──────── Listed entries ────────

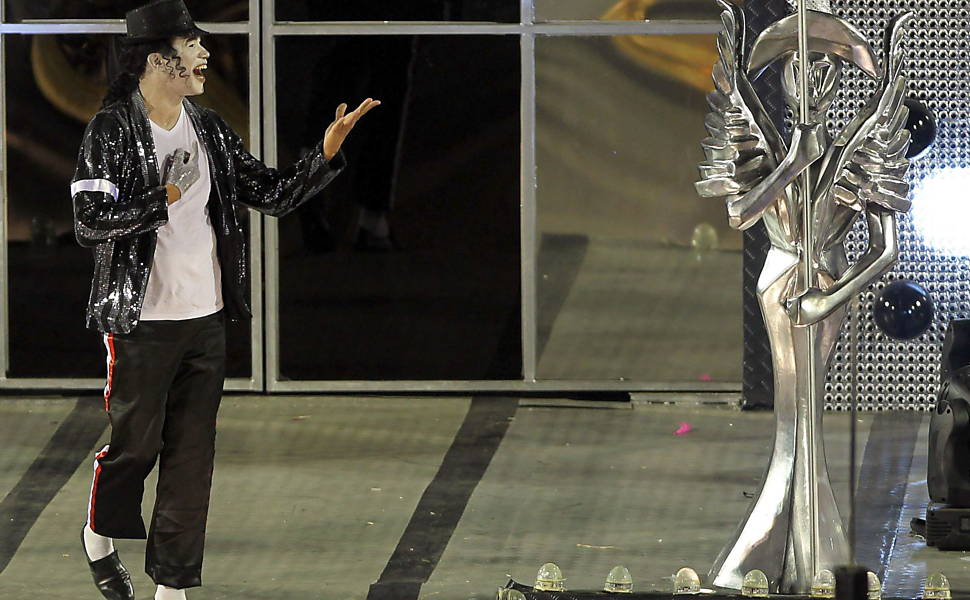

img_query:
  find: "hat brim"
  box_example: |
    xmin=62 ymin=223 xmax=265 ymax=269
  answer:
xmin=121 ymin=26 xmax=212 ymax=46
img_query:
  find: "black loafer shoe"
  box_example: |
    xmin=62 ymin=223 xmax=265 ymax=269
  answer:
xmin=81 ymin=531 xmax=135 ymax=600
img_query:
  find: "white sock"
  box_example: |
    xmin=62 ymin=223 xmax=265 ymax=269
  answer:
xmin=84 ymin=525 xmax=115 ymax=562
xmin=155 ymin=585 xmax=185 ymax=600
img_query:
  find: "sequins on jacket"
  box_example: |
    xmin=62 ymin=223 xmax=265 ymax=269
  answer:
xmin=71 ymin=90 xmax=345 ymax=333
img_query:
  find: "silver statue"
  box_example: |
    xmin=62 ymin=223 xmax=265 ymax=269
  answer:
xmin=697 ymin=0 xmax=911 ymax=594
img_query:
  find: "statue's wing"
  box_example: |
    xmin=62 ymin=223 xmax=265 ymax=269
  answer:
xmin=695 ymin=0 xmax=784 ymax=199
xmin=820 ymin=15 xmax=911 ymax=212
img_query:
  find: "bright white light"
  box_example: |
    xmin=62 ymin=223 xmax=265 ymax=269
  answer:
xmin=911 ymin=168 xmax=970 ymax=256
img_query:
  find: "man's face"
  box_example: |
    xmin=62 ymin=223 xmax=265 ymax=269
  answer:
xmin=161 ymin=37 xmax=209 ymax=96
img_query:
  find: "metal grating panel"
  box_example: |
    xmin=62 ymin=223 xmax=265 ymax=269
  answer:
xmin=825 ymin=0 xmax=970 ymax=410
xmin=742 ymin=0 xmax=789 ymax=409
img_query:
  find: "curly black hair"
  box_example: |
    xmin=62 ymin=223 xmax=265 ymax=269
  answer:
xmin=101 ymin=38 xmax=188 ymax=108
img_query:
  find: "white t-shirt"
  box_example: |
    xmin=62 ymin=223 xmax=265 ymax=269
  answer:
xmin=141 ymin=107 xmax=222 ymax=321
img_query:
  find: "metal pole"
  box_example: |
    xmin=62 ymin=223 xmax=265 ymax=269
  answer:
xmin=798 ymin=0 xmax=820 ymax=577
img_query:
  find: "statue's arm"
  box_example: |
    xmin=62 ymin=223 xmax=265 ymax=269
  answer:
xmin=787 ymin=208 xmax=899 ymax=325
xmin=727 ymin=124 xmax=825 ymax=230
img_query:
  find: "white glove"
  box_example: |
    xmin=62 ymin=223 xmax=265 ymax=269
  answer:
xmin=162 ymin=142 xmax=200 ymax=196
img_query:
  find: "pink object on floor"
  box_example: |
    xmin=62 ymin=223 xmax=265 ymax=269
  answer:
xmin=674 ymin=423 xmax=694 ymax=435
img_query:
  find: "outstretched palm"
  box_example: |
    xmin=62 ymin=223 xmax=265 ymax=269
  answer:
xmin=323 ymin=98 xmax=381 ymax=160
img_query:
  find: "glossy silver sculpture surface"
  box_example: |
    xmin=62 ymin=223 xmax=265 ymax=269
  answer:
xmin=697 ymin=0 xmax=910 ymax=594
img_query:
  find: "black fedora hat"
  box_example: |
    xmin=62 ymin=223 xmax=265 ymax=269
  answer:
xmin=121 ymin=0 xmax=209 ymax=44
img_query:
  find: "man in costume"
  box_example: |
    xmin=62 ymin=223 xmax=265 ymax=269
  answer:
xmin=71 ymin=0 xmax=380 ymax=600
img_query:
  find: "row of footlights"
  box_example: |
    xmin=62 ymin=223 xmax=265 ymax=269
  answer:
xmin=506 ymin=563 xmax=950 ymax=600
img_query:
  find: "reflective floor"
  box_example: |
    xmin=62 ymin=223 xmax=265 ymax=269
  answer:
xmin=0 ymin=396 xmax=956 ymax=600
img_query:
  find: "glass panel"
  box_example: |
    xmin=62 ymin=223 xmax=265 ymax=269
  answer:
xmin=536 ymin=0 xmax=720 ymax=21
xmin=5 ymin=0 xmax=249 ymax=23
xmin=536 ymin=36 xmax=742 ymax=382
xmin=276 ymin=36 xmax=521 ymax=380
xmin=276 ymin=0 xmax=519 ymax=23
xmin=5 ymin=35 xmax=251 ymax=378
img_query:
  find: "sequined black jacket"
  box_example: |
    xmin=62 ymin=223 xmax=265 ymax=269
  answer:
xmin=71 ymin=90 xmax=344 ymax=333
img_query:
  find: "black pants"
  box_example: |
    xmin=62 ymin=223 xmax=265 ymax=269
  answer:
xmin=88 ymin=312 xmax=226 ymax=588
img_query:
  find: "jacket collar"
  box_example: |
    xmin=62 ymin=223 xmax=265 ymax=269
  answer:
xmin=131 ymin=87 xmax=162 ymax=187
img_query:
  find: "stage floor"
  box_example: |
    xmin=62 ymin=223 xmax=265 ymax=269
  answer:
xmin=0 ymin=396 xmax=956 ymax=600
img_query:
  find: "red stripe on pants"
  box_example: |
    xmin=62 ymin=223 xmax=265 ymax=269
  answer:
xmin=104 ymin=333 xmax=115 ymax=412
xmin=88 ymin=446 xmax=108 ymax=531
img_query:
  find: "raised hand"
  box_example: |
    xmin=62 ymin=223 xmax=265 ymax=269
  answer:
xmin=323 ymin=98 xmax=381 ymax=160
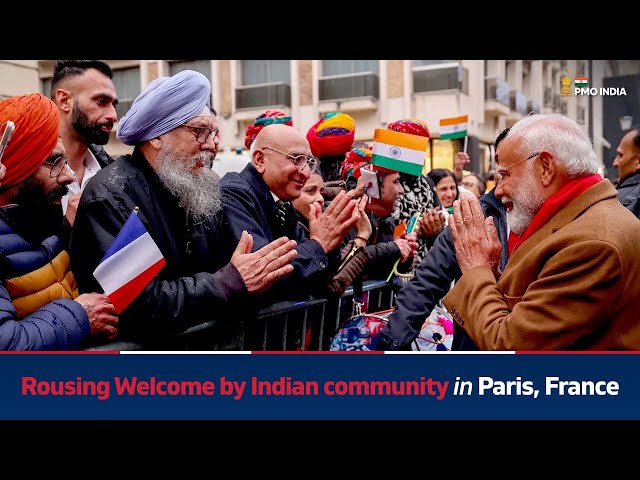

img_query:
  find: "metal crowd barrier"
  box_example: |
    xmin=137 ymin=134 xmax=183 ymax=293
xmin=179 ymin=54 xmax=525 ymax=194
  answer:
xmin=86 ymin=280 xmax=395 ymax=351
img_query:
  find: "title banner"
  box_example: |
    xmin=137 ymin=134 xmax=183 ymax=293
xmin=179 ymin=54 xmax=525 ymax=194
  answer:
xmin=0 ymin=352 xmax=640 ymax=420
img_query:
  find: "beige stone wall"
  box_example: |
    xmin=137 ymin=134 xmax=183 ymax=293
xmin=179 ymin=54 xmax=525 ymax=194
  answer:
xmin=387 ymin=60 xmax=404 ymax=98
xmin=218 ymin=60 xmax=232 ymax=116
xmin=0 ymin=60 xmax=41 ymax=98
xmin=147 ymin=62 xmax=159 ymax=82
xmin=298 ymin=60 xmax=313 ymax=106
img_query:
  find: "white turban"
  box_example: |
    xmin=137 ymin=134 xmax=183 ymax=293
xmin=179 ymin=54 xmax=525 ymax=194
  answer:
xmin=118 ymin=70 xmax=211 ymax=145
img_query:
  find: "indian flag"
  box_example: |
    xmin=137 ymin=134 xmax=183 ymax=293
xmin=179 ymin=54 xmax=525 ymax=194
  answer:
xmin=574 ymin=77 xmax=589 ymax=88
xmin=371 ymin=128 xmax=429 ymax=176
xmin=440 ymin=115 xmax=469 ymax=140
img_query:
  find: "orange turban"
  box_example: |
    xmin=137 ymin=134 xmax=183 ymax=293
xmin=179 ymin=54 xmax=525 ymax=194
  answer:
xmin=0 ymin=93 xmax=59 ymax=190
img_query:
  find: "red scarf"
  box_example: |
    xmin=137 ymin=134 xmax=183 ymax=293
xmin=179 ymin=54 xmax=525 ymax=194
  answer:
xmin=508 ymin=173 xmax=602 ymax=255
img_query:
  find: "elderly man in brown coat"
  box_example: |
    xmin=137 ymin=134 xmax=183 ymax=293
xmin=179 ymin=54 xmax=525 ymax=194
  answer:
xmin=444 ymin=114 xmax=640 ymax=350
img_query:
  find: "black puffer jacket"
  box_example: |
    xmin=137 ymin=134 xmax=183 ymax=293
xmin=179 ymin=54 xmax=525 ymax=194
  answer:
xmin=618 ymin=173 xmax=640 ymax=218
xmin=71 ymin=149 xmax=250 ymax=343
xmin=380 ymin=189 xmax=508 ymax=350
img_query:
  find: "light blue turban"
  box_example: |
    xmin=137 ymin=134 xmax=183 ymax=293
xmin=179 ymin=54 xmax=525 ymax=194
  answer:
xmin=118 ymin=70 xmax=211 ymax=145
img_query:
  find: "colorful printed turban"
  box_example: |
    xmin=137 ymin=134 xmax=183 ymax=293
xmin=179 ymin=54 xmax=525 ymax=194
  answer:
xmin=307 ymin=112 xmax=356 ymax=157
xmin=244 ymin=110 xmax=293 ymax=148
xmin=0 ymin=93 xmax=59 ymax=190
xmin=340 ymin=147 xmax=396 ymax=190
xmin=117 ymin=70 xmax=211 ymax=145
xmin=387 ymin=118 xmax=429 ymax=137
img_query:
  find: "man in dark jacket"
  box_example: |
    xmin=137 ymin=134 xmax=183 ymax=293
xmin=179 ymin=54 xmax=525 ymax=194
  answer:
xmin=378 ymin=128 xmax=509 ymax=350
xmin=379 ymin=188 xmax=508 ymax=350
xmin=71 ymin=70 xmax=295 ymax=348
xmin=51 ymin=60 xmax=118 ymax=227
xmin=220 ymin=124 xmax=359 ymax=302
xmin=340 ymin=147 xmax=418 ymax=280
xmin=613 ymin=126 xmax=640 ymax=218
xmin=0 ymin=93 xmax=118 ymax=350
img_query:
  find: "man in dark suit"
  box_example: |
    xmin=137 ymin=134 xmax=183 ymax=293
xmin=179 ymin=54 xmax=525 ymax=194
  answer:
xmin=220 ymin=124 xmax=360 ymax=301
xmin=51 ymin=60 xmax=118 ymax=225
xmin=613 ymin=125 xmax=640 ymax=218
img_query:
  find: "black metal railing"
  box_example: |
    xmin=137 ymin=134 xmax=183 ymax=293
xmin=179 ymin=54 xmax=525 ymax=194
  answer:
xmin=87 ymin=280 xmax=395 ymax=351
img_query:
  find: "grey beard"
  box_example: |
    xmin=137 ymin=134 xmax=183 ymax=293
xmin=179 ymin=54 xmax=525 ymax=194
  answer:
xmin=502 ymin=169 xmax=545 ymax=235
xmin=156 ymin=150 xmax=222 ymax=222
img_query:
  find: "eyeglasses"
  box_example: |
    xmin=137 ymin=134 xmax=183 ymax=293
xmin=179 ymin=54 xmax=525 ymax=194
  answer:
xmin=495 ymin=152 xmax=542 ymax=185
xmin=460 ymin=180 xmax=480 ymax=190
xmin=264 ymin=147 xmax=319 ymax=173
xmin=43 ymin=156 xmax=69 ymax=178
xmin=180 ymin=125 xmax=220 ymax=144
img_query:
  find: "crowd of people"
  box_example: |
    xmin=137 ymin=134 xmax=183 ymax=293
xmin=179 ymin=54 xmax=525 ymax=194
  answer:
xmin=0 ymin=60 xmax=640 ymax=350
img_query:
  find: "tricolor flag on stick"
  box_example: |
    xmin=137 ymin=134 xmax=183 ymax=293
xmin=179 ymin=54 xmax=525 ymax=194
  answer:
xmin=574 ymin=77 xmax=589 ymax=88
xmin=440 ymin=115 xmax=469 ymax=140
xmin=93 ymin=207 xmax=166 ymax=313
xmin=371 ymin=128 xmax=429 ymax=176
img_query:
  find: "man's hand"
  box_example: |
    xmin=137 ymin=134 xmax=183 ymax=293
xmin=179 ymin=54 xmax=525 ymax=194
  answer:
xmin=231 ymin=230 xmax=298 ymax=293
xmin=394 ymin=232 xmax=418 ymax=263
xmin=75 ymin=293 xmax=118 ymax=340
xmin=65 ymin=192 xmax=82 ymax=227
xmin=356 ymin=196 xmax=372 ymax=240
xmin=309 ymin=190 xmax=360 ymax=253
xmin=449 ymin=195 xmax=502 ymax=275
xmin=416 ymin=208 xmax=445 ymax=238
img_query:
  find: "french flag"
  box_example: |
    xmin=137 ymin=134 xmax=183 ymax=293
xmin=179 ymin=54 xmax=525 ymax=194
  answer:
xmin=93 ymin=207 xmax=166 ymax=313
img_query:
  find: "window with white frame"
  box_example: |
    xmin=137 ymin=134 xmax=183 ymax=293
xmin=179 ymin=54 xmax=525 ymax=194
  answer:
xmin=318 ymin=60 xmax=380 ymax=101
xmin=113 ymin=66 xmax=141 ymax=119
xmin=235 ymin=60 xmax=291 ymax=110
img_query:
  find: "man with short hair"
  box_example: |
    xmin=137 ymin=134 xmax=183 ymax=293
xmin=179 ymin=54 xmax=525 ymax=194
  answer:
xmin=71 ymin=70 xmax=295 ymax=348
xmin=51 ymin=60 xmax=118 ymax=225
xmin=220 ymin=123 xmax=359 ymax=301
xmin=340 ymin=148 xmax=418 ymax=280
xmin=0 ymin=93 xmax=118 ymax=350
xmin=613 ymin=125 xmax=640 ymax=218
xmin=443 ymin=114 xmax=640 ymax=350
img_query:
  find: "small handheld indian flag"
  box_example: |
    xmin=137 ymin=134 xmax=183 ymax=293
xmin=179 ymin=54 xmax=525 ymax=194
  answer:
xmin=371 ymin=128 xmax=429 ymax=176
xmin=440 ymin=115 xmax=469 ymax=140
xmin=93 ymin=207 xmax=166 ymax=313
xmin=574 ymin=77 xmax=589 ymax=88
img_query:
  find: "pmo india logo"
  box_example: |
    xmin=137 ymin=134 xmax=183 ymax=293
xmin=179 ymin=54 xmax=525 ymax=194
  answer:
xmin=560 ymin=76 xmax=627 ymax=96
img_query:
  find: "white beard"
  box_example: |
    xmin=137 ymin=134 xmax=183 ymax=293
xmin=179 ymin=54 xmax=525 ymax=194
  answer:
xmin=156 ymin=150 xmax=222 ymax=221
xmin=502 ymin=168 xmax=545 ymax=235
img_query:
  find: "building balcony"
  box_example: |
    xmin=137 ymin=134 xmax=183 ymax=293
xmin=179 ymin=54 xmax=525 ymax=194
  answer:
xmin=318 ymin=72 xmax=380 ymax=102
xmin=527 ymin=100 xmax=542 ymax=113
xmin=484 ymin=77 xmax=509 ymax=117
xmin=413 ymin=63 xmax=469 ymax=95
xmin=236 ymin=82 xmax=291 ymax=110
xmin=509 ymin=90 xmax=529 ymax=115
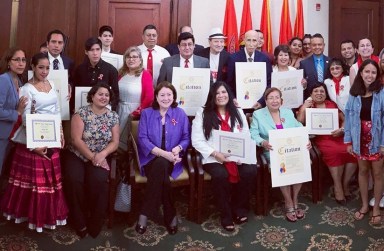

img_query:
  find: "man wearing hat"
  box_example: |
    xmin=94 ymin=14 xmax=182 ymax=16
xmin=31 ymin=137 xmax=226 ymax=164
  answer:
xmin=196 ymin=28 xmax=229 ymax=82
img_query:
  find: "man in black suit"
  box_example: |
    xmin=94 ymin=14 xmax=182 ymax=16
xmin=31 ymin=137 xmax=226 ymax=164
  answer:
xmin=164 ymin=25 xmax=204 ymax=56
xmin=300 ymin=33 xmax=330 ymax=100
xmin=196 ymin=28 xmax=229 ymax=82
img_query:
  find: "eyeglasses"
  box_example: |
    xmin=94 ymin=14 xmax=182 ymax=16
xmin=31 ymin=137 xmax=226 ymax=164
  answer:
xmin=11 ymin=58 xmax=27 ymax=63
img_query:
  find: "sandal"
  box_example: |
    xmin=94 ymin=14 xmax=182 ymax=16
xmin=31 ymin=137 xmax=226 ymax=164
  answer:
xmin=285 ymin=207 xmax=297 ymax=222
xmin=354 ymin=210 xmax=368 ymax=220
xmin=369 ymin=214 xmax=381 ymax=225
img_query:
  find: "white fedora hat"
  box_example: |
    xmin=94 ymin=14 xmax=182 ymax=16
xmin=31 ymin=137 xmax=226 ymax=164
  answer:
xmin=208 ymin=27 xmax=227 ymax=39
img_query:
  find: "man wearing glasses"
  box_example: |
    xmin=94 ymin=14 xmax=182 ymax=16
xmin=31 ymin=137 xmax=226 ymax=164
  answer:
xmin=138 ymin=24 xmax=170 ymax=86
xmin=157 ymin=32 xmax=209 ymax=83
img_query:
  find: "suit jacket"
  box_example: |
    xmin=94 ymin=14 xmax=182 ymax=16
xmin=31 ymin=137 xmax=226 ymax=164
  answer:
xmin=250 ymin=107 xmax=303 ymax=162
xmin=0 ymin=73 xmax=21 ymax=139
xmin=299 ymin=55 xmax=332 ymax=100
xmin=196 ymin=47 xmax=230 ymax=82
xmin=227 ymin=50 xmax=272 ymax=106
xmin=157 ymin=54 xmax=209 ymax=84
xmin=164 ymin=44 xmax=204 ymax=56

────────

• [Task prompt]: Rewrite the records from their start up to and including the line containing "xmin=162 ymin=142 xmax=200 ymax=196", substituting "reference_box" for every "box_example" and leaving everything else unchanged. Omit the pictures.

• [Right answer]:
img_query:
  find: "hat brim"
  reference_box: |
    xmin=62 ymin=223 xmax=265 ymax=269
  answer:
xmin=121 ymin=26 xmax=212 ymax=46
img_query:
  find: "black loafer shoe"
  reference_box: |
    xmin=62 ymin=223 xmax=265 ymax=269
  answer:
xmin=81 ymin=531 xmax=135 ymax=600
img_query:
  find: "white sock"
  reference_box: |
    xmin=62 ymin=223 xmax=265 ymax=269
  answer:
xmin=84 ymin=525 xmax=115 ymax=562
xmin=155 ymin=585 xmax=185 ymax=600
img_query:
  find: "sequins on jacket"
  reference_box: |
    xmin=62 ymin=223 xmax=265 ymax=269
  answer:
xmin=71 ymin=90 xmax=345 ymax=333
img_query:
  find: "silver statue"
  reference_box: |
    xmin=62 ymin=223 xmax=265 ymax=269
  answer:
xmin=697 ymin=0 xmax=911 ymax=594
img_query:
  find: "statue's wing"
  reference_box: |
    xmin=62 ymin=223 xmax=265 ymax=269
  answer:
xmin=695 ymin=0 xmax=784 ymax=199
xmin=820 ymin=15 xmax=911 ymax=212
img_query:
  find: "bright white light"
  reference_box: |
    xmin=62 ymin=223 xmax=265 ymax=269
  answer:
xmin=911 ymin=168 xmax=970 ymax=256
img_query:
  find: "man's face"
  reference_box: |
    xmin=62 ymin=223 xmax=265 ymax=269
  answer:
xmin=161 ymin=37 xmax=209 ymax=96
img_query:
  find: "metal grating panel"
  reference_box: |
    xmin=62 ymin=223 xmax=265 ymax=269
  answer:
xmin=825 ymin=0 xmax=970 ymax=410
xmin=742 ymin=0 xmax=789 ymax=409
img_query:
  find: "curly black hair"
  reference_box: |
    xmin=62 ymin=223 xmax=265 ymax=269
  answer:
xmin=101 ymin=38 xmax=188 ymax=108
img_query:
  find: "white t-shirt"
  reference_box: |
    xmin=62 ymin=223 xmax=265 ymax=269
  answer:
xmin=141 ymin=107 xmax=222 ymax=321
img_query:
  find: "metal pole"
  reference_box: |
    xmin=62 ymin=223 xmax=265 ymax=269
  answer:
xmin=798 ymin=0 xmax=820 ymax=577
img_query:
  find: "statue's arm"
  reference_box: |
    xmin=62 ymin=223 xmax=265 ymax=269
  answer:
xmin=787 ymin=208 xmax=899 ymax=325
xmin=727 ymin=124 xmax=825 ymax=230
img_query:
  find: "white glove"
  reference_box: |
    xmin=62 ymin=223 xmax=265 ymax=269
  answer:
xmin=162 ymin=142 xmax=200 ymax=196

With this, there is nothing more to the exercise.